**TEXTE FOURNI**:
Si l’on revient sur l’évolution plus récente, l’étude montre que le PIB, exprimé en termes réels, a progressé plus fortement en Suisse romande au sortir de la pandémie, avec une hausse de 7,7% en 2021 (contre +5,3% en Suisse), puis de 3,2% en 2022 (+2,9% pour la Suisse). En revanche, en 2023, la croissance du PIB romand a été plus faible (+0,6%) que celle du PIB suisse (+1,2%). Y a-t-il une raison spécifique qui explique ce passage à vide de l’économie romande l’an dernier comparé au reste de la Suisse?
«En ce qui concerne 2024, le taux de croissance attendu pour le PIB romand (+1,1%) est pratiquement similaire à celui de l’économie suisse dans son ensemble (+1,2%).»
Cette différence reflète les nuances dans la structure de l’économie des cantons romands par rapport au reste de la Suisse. La baisse des activités manufacturières a été plus prononcée l’an dernier, tout comme il y a eu aussi un certain tassement de la croissance dans les activités liées aux services. Cela ne signifie toutefois pas que l’écart de croissance constaté en 2023 persistera. D’ailleurs, en ce qui concerne 2024, le taux de croissance attendu pour le PIB romand (+1,1%) est pratiquement similaire à celui de l’économie suisse dans son ensemble (+1,2%).
Le secteur secondaire est à la peine depuis 2023. Alors que l’évolution de la valeur ajoutée, en termes réels, du secteur secondaire, avait été supérieure à la croissance du PIB romand en 2021 et 2022, c’est l’inverse qui prévaut en 2023 et 2024. Les prévisions de croissance pour le secteur secondaire sont à nouveau plus optimistes pour l’an prochain. 2025 sera-t-elle l’année de la reprise pour le secteur secondaire?
Les branches manufacturières sont globalement sensibles à la conjoncture mondiale, et particulièrement européennes. Or, l’activité a fortement ralenti dans la zone euro, qui reste le principal client pour nos exportations. L’OCDE ou le FMI attendent une amélioration de la conjoncture chez nos voisins pour 2025. Il faut néanmoins rester prudent, l’amélioration qui se dessine est relativement timide et elle avait déjà été attendue pour 2024. Cette amélioration l’an prochain aurait toutefois des effets positifs pour les branches manufacturières, en particulier les machines, l’horlogerie et les instruments de précision.

**TRAVAIL DEMANDÉ**:
Poursuivez le texte sur la conjoncture de l'économie romande à partir de sa dernière phrase. Les lignes qui suivent proviennent d'une source sans rapport avec ce texte.

**EXTRAITS DE DONNÉES**:
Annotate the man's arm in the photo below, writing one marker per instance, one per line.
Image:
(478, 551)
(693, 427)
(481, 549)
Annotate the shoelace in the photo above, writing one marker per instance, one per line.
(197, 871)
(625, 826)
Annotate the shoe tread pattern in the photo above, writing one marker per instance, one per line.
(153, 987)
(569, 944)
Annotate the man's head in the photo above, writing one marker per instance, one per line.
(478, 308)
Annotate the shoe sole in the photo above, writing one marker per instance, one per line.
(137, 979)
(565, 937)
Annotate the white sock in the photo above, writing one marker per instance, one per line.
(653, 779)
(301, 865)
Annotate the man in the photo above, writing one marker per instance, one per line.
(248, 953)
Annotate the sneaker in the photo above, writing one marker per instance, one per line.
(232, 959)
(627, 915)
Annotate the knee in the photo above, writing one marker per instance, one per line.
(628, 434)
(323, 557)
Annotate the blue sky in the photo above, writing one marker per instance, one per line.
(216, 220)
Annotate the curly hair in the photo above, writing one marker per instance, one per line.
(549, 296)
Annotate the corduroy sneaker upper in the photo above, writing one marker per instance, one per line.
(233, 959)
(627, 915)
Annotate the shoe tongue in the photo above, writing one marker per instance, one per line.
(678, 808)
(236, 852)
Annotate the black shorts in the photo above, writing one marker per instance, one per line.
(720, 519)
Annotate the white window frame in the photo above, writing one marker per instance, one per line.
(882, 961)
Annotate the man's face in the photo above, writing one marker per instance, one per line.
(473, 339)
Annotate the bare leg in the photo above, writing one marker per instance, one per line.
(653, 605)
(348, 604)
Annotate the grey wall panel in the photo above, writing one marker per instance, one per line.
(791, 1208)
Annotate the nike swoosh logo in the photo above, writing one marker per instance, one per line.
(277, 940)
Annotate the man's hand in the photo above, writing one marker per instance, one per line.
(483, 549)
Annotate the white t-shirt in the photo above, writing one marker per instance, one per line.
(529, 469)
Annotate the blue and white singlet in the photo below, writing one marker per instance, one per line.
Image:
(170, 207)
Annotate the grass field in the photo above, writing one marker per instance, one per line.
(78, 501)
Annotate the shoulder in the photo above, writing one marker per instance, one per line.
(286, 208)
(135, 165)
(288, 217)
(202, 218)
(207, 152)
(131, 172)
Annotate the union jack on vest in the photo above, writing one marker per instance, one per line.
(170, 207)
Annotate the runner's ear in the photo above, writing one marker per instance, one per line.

**RÉPONSE**:
Une nette reprise est également attendue dans la construction l’an prochain, qui contraste avec le repli observé en 2022 et 2023. Est-ce en raison de la baisse anticipée des taux d’intérêt?
Ce n’est pas le facteur décisif ici. Au sortir de la pandémie, différents facteurs ont pénalisé ce secteur: les coûts de construction étaient en hausse. Il y a eu la hausse des prix de certains matériaux de construction et des problèmes d’approvisionnement. Tout cela s’est traduit par une pression sur les marges, une augmentation des prix de revient et un allongement des délais de réalisation. Ces problèmes tendent à se résorber, ce qui contribue aussi à une normalisation de la croissance dans le secteur de la construction.
Si l’on se projette dans le futur, l’étude sur le PIB romand estime qu’après vingt années exceptionnelles, les défis ne manqueront pas pour la Suisse romande dans les années à venir. A quels aspects faudra-t-il être particulièrement attentif ces prochaines années?
La démographie et le vieillissement de la population, le développement et l’adaptation des infrastructures, la transition énergétique ainsi que la numérisation seront des défis importants pour la Suisse romande, tout comme ce sera le cas ailleurs en Suisse.
Si l’on considère les aspects qui sont susceptibles d’affecter la Suisse romande plus spécifiquement, l’évolution de la situation géopolitique revêtira une importance particulière compte tenu de la forte orientation de notre région vers les exportations. Plus une économie est ouverte, plus elle est sensible à l’évolution de la conjoncture internationale et aux questions liées à l’ouverture des marchés, que ce soit en lien avec les enjeux liés au protectionnisme ou aux relations entre la Suisse et l’UE. C’est pourquoi ces questions concerneront peut-être la Suisse romande à un degré plus marqué.